糖尿病「ねほり はほり」
2006年03月15日
初診は「ねほり はほり」
私の糖尿病の初診とそれにまつわる話を思いつくままに話してみましょう。
私の糖尿病外来での初診患者さんは、検診で糖尿病が疑われた方は少なく、大部分が主治医の先生から紹介されて来られる方です。
初診で患者さんとのコンタクトが十分とれたかどうかが、その後の診療に大きく影響します。そこで、患者さんのご機嫌がいいか悪いかなどようすをみながら、できるだけ「ねほりはほり」聞いているうちに結局30分位はかかってしまいます。紹介状から血糖値が少し高いか、とても高いかを確認して診察をはじめます。
糖尿病といわれてからどの位になるか聞く
身体所見をとる
- 肥満度のチェック:
体重、身長を聞きBMIを計算します。2型はやや小太りの方が多く、1型は太っている方も居ますが一般的にやせている方が多いです。 - 年 齢:
私の外来では中年の方がもっとも多く、高齢者の方も少なくありません。40代50代の仕事が忙しい男性は治療が難しいケースがとても多いです。 - 性 別:
一般に女性の方が食事を作るケースが多いので、食事療法の指導に性別による違いがでてきます。男性の高齢者の方の場合は女性の同伴受診が多く、予後の好結果に結びつきやすいです。独身の高齢男性もよくやる方が案外多いです。ちょっと意外かもしれませんが、いわゆるおばあちゃん、高齢女性の方の治療がなかなか難しいことが多いです。 - 病 歴:
20歳頃の体重と一番太った時期は何歳でどの位の体重であったかを聞きます。糖尿病はどうやって見つかりましたか? 家族に糖尿病の方はいますか? 酒は飲みますか? たばこは? そして職業などを聞きます。
糖尿病の治療は継続が要
なかには、定年になった人で時間が有り余まっていて、奥様にもなにか運動でもしたらといわれていた。糖尿病治療が本人ともども喜ばれ、2、3カ月食事を見直して、運動を増やしただけで血糖が正常化してしまうというようなケースもありますが、いずれにしても糖尿病の初診は大切です。念入りに、そして初診時に患者さんをずっと糖尿病の治療に引き留めておくようにしなければいけません。よくなっても糖尿病はすぐまた頭をもたげてきますから、糖尿病の治療は必ず継続しなければならないことを話します。私は「糖尿病を甘く見てはいけません。糖尿病を悪くして血液透析(人工透析)を受けるようになる人が年間1万4000人おられるし、その増加分の医療費だけで700億円になっています。合併症が起こって糖尿病の医療費がどんどん増える原因とならないように是非協力してください」などとお話することもあります。

========================================

作業指示:
1. 糖尿病の初診に関する文章では、初診で「ねほりはほり」聞くと結局どのくらいの時間がかかるとされていますか。
2. 糖尿病の初診に関する文章を、最後の文の後から書き継いでください。

========================================

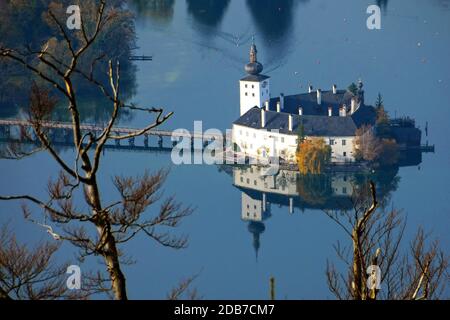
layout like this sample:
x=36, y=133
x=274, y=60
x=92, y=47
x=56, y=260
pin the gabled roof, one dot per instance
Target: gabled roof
x=308, y=102
x=313, y=125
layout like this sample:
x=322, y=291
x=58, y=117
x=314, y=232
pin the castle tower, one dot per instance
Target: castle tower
x=254, y=88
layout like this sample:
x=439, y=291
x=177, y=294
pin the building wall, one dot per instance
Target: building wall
x=253, y=94
x=252, y=209
x=260, y=143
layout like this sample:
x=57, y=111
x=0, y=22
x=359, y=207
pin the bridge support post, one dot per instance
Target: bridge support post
x=146, y=140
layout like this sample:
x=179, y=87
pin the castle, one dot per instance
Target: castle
x=269, y=126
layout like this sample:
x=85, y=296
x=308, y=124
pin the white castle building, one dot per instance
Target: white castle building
x=270, y=126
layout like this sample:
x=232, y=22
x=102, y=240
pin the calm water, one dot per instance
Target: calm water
x=198, y=60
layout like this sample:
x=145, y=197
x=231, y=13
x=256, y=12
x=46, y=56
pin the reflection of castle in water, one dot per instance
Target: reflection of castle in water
x=296, y=192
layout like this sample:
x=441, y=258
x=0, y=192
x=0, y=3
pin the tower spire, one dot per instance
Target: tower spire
x=253, y=67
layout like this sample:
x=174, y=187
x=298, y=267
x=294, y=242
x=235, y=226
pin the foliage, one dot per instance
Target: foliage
x=28, y=27
x=380, y=151
x=313, y=155
x=376, y=240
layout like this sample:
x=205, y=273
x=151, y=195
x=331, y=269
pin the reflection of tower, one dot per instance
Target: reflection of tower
x=256, y=228
x=254, y=88
x=255, y=210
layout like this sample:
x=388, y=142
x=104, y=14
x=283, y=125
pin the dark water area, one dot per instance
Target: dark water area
x=199, y=49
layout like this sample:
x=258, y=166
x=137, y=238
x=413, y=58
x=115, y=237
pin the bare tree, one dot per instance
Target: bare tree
x=376, y=238
x=100, y=229
x=33, y=274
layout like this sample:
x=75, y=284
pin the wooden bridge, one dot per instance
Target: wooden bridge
x=8, y=123
x=61, y=133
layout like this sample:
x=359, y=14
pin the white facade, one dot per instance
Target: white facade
x=253, y=93
x=260, y=143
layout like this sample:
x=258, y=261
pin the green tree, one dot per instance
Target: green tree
x=313, y=155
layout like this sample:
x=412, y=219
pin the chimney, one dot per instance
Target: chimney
x=263, y=118
x=354, y=106
x=319, y=97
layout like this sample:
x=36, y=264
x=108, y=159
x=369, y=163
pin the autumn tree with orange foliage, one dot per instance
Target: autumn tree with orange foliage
x=313, y=155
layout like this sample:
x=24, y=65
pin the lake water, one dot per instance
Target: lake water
x=199, y=51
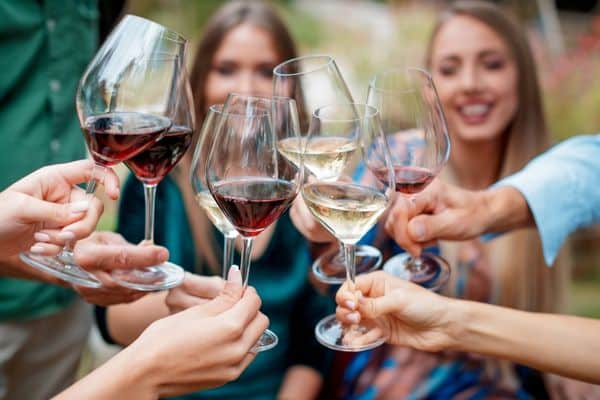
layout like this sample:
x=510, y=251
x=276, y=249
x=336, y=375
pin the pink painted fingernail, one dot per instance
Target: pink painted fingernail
x=41, y=237
x=36, y=249
x=353, y=317
x=66, y=235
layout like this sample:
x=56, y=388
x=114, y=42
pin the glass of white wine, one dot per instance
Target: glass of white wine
x=203, y=195
x=349, y=204
x=314, y=81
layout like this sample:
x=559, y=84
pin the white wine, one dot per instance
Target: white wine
x=347, y=210
x=214, y=213
x=325, y=156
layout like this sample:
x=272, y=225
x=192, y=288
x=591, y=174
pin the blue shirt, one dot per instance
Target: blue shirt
x=562, y=189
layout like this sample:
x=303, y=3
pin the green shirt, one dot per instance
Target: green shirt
x=45, y=47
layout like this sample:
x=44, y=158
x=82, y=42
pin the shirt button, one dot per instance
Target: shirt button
x=54, y=85
x=55, y=145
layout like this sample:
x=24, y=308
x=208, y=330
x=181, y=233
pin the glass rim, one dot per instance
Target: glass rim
x=168, y=32
x=329, y=61
x=372, y=112
x=386, y=71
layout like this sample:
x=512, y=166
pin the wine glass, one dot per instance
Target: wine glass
x=120, y=113
x=250, y=181
x=349, y=204
x=150, y=167
x=203, y=196
x=417, y=134
x=315, y=81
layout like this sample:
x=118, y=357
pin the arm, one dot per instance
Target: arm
x=223, y=331
x=413, y=316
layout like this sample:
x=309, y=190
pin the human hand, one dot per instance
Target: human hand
x=103, y=251
x=194, y=290
x=307, y=225
x=405, y=313
x=440, y=212
x=45, y=209
x=223, y=330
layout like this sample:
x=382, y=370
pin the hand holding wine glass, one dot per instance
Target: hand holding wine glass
x=349, y=205
x=416, y=132
x=315, y=81
x=250, y=181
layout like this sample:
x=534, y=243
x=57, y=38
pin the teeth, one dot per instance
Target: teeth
x=474, y=109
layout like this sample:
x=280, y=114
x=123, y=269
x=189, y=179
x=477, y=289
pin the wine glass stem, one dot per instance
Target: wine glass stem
x=228, y=245
x=149, y=197
x=349, y=255
x=245, y=261
x=66, y=254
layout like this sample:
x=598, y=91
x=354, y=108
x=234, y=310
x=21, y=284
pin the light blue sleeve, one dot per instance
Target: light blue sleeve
x=562, y=189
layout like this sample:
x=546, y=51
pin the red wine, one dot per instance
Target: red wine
x=154, y=163
x=116, y=137
x=409, y=180
x=252, y=203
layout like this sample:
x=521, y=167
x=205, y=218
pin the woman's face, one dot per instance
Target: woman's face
x=476, y=78
x=243, y=64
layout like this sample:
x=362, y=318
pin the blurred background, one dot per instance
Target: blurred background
x=366, y=36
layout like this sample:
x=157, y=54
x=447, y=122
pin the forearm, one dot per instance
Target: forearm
x=503, y=209
x=125, y=376
x=300, y=382
x=561, y=344
x=127, y=321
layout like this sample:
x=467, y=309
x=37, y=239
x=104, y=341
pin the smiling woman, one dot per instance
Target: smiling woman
x=486, y=79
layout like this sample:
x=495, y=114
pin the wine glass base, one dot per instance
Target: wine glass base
x=332, y=333
x=150, y=279
x=432, y=275
x=65, y=269
x=331, y=268
x=267, y=341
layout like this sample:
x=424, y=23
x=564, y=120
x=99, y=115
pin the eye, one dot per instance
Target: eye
x=494, y=64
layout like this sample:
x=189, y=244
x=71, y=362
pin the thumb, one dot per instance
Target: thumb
x=231, y=294
x=427, y=228
x=372, y=308
x=36, y=210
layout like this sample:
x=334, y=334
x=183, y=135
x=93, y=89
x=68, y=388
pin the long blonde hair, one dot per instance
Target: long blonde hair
x=225, y=19
x=521, y=278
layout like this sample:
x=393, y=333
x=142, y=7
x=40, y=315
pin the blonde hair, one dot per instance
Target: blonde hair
x=521, y=278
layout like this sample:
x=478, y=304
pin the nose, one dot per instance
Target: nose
x=470, y=79
x=246, y=84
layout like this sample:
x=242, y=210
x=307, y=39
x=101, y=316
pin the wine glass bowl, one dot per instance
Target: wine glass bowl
x=349, y=204
x=416, y=132
x=314, y=81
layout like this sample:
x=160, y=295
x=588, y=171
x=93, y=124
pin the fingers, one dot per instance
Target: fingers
x=93, y=254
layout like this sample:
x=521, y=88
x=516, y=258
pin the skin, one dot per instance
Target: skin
x=410, y=315
x=223, y=330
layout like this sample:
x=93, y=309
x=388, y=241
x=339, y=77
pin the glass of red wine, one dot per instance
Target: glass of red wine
x=150, y=167
x=251, y=182
x=124, y=103
x=416, y=132
x=315, y=81
x=203, y=196
x=350, y=204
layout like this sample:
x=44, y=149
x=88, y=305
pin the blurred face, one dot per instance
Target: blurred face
x=476, y=78
x=243, y=64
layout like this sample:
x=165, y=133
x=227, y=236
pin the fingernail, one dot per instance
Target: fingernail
x=417, y=230
x=66, y=235
x=36, y=249
x=79, y=206
x=353, y=317
x=234, y=275
x=41, y=237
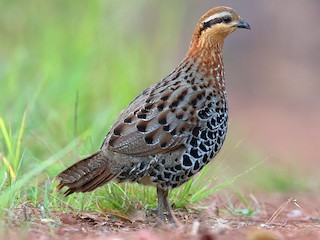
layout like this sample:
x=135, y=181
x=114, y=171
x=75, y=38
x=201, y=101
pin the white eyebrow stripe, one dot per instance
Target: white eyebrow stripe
x=218, y=15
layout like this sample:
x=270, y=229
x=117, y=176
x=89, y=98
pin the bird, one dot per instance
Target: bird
x=172, y=129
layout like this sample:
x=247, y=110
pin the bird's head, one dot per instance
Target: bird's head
x=214, y=26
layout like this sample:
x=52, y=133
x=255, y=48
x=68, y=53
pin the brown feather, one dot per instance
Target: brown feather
x=86, y=175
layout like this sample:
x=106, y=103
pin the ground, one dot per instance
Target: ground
x=281, y=217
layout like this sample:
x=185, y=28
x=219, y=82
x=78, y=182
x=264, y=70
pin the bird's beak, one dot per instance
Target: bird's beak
x=243, y=24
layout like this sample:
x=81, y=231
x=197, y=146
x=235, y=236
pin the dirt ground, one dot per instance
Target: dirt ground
x=281, y=217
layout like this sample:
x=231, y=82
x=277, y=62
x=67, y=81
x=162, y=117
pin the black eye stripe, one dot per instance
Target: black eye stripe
x=208, y=24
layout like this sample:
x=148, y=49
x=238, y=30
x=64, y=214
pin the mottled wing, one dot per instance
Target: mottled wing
x=157, y=121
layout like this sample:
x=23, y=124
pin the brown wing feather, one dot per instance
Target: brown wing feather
x=153, y=123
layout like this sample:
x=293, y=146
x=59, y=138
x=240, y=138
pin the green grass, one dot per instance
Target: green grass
x=66, y=71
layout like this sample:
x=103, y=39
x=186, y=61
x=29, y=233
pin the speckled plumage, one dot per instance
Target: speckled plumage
x=173, y=128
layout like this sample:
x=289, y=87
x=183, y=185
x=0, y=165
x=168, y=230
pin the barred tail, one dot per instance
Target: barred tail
x=86, y=175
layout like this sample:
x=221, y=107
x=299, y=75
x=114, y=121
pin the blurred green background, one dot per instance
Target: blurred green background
x=72, y=66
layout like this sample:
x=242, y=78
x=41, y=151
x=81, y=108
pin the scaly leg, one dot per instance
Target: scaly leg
x=163, y=201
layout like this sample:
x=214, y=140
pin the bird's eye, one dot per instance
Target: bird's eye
x=226, y=19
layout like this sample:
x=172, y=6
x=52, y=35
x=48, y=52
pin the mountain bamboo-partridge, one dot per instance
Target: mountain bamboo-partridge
x=173, y=128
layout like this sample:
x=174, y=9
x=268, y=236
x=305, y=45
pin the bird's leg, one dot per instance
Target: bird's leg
x=171, y=217
x=161, y=201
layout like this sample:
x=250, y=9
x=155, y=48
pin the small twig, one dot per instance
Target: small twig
x=281, y=208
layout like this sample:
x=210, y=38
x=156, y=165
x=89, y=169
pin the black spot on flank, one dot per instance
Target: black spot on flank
x=180, y=116
x=203, y=135
x=193, y=102
x=196, y=165
x=142, y=115
x=176, y=83
x=142, y=165
x=141, y=128
x=112, y=141
x=164, y=98
x=178, y=167
x=164, y=144
x=176, y=76
x=163, y=120
x=209, y=125
x=166, y=128
x=210, y=23
x=194, y=142
x=213, y=122
x=203, y=147
x=181, y=97
x=208, y=143
x=216, y=148
x=167, y=175
x=173, y=132
x=174, y=185
x=128, y=120
x=117, y=130
x=148, y=106
x=200, y=95
x=210, y=135
x=148, y=140
x=205, y=158
x=194, y=153
x=196, y=131
x=186, y=161
x=160, y=107
x=177, y=179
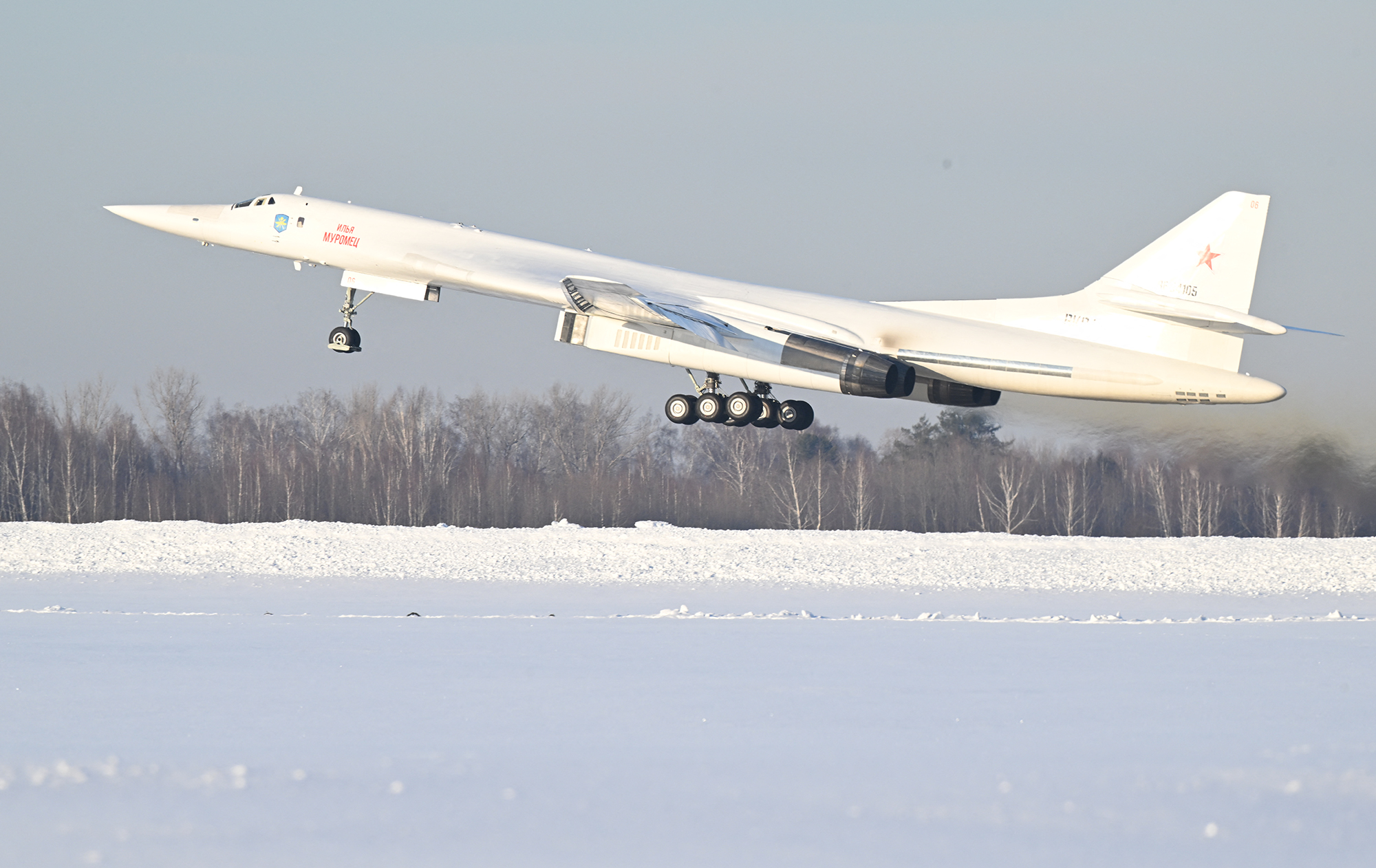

========================================

回答一覧:
1. 30分位かかります。

2.
再診日を必ず確認する
私は初診でこられた方は、できるだけ2週間後にきていただくようにしています。あまり短くすると初診後の成果がでてこないという欠点もあります。
試験紙の利用
開業医の場合は初診料に入ってしまいますが、タンパクが見られる試験紙で尿を必ず調べておくといいですね。微量アルブミンでなくてもタンパクの有無がわかればいい。
タンパクが+になっていれば尿中アルブミンの排泄量は100mgアルブミン/gクレアチニン位になっているし、+−くらい、でたり引っ込んだりしている場合は微量アルブミン状態で、−であれば尿中アルブミン排泄量はかなり低いと見なします。
初診でケトン体を測っておくと、治療の参考になります。ケトンが(1+)位出ていても「それ、ケト・アシドーシス」と取り立てて慌てる必要はありません。太っている人では尿ケトン+あるいは血液中ケトン値上昇は体脂肪が原因です。しかし痩せて体脂肪が少なそうな人でケトンがでている場合、その原因がインスリン分泌がかなり少なくなっていること(1型糖尿病)を考える必要があります。
できれば、胸部写真、心電図は取っておいた方がいいでしょう
診 察
一般的には頚動脈音を聞き、甲状腺をふれてみて心臓の聴診をして問題なければ、次に血圧をはかります。あとはお腹で肝臓を触れて診ます。そして、少なくとも神経反射を診ます。できれば知覚異常にも注意したいですね。アキレス腱反射がいいですが、膝蓋反射もだいたい同じでしょう。両方診るといいですね。反射が出なければ罹病期間が長いと考えていいでしょう。
むくみの有無も診ておきます。
初診時は靴下を脱いでもらって足も診ます。C64の音叉で半定量的に振動覚を診ます。フィラメントでの知覚検査も出来ればいいですね。若い女性では靴下が上までつながっていて苦労することもありますが、だいたい皆さん素直に脱いでくれます。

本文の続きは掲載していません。